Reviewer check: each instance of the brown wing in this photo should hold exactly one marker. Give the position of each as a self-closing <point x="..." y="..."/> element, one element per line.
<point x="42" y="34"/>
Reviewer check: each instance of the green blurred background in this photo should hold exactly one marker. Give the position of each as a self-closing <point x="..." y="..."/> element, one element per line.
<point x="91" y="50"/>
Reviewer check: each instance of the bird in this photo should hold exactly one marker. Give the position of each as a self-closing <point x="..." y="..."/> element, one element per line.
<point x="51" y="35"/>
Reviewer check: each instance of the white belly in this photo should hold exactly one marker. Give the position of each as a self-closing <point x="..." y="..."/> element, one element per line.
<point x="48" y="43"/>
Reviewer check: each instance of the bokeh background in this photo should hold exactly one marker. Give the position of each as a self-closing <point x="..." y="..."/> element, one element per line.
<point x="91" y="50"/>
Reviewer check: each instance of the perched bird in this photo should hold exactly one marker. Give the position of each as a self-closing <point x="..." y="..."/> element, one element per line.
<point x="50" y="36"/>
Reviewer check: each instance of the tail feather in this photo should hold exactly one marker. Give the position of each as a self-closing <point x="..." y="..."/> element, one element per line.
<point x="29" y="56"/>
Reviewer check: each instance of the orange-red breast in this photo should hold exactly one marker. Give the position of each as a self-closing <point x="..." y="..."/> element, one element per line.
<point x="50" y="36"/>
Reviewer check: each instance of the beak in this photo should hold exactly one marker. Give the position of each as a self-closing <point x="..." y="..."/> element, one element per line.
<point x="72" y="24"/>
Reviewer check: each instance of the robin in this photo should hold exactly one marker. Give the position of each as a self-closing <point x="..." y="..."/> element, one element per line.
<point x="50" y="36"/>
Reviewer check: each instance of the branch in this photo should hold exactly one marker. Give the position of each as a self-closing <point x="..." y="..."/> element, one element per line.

What the task requires :: Copy out the whole listing exactly; please set it all down.

Expected answer ::
Reviewer check: each instance of the brown wing in this photo should hold exactly one marker. Give the position of each as a self-closing <point x="..." y="..."/> element, one element per line.
<point x="42" y="34"/>
Reviewer check: each instance of the green blurred background in this photo should hold exactly one marker. Give the position of each as a self-closing <point x="..." y="..."/> element, one element per line.
<point x="91" y="50"/>
Reviewer check: each instance of the bird in this photo should hold exactly one marker. Give the position of each as a self-closing <point x="..." y="..."/> element, one element per line.
<point x="51" y="35"/>
Reviewer check: each instance of the white belly in this photo should hold exactly one marker. Give the position of each as a self-closing <point x="..." y="..."/> element, one element per line.
<point x="48" y="43"/>
Reviewer check: each instance of the bokeh background in this photo should hold exactly one marker. Give the position of each as a self-closing <point x="..." y="..."/> element, one element per line.
<point x="91" y="50"/>
Reviewer check: each instance of the perched bird in this photo should hold exactly one marker. Give the position of each as a self-closing <point x="..." y="..."/> element, one element per line.
<point x="50" y="36"/>
Reviewer check: each instance of the tail feather in this photo should hold exactly one marker. Give the position of each as a self-closing <point x="..." y="..."/> element, one element per line.
<point x="29" y="56"/>
Reviewer check: each instance of the orange-red breast in this photo should hold exactly one marker. Give the position of each as a self-closing <point x="..." y="..."/> element, one element per line.
<point x="50" y="36"/>
Reviewer check: each instance of the beak in this photo should hold exactly one marker. Give the position of each as a self-closing <point x="..." y="..."/> element, one element per line.
<point x="72" y="24"/>
Reviewer check: each instance of the robin in this photo should hold exactly one marker. Give the position of each as a self-closing <point x="..." y="..."/> element, one element per line.
<point x="50" y="36"/>
Reviewer check: each instance of the branch in this photo should hold exactly one marker. Give the position of each as a self-closing <point x="..." y="..."/> element, one element per line.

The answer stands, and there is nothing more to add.